Task statement: Write out the material as a JSON list of strings, one string per line and blank lines omitted, starting with the line that contains "If you could put a point on the white picket" and going on through the end of the material.

---

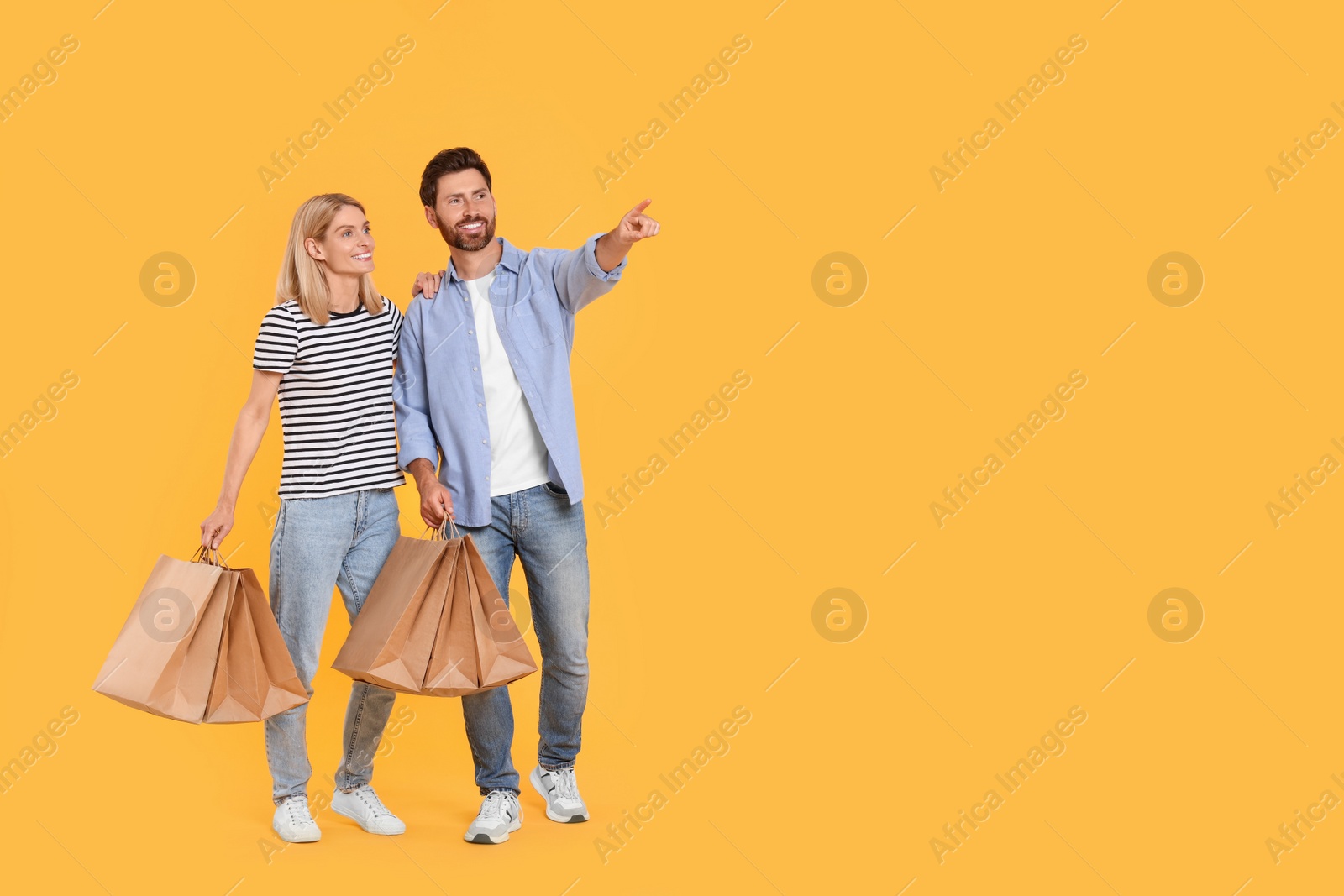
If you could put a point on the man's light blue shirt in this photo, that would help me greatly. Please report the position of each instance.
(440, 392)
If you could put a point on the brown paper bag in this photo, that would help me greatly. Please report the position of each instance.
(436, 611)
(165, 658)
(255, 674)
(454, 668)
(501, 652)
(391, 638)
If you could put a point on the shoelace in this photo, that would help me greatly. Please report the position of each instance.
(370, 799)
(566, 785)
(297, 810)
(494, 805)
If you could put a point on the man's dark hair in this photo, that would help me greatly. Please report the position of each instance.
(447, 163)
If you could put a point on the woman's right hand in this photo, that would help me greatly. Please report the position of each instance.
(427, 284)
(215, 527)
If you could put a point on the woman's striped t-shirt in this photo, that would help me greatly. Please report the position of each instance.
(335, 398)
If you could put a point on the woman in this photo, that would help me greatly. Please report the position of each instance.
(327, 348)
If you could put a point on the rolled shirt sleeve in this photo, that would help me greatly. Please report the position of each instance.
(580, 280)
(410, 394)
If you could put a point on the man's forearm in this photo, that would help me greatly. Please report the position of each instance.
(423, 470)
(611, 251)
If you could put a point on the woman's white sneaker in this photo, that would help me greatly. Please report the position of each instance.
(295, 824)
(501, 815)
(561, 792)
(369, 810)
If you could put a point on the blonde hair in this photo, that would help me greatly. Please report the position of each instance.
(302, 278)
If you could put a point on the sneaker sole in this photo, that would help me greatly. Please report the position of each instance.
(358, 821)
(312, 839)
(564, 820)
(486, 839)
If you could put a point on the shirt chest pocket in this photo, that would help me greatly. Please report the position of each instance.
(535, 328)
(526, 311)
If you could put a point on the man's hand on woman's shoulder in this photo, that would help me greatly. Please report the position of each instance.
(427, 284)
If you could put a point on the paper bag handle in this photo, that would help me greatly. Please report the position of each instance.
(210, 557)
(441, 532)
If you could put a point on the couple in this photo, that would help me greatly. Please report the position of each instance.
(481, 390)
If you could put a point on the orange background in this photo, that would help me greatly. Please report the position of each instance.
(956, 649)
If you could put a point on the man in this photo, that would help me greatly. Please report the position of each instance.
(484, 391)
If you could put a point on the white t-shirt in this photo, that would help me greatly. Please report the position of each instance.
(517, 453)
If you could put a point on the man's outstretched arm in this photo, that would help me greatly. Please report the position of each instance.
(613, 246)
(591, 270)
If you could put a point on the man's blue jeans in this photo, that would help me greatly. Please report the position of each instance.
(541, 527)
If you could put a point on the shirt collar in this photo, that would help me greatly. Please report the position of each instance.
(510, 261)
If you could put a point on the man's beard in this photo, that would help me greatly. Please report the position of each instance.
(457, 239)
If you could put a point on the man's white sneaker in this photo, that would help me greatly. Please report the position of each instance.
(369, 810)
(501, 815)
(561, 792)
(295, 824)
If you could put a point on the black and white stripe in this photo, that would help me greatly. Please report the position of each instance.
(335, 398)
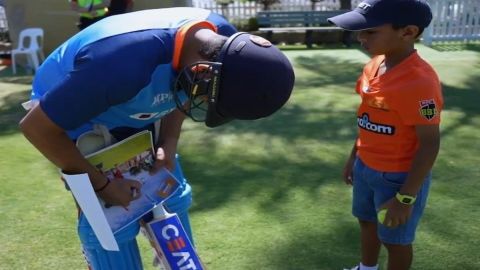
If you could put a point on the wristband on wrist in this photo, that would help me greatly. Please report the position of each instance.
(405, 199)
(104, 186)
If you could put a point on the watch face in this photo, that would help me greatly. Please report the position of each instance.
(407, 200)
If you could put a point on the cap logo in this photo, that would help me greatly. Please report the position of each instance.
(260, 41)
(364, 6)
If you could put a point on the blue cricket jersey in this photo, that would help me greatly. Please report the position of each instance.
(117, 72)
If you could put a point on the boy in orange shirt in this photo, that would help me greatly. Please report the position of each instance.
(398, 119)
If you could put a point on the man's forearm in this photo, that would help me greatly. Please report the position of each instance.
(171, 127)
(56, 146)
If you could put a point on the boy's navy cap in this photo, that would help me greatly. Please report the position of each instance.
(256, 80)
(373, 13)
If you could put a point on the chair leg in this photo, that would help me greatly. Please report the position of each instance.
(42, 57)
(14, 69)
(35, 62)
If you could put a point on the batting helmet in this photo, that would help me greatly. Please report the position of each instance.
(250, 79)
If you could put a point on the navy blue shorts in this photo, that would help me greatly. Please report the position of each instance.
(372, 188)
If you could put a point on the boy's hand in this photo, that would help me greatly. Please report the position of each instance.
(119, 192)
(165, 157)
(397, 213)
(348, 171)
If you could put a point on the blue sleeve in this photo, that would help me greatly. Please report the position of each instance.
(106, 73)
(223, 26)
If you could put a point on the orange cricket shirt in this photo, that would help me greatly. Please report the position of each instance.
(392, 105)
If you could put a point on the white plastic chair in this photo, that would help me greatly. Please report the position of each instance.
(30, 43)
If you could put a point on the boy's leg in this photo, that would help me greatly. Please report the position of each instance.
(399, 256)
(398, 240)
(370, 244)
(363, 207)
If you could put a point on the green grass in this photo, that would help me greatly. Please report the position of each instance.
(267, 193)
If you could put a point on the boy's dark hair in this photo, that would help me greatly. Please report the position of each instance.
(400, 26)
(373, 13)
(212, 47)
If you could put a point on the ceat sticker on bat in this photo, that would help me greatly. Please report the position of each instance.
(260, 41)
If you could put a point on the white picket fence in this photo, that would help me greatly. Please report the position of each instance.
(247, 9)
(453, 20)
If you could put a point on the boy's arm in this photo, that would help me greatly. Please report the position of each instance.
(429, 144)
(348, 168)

---

Response to the task:
[
  "If you could put a point on the white picket fence in this photo, that would help me greatly. Please report the position of each instance.",
  "(247, 9)",
  "(453, 20)",
  "If you could put a point on the boy's arm in this photo, that would help me greatly. Please report the position of each instance.",
  "(429, 144)",
  "(348, 168)"
]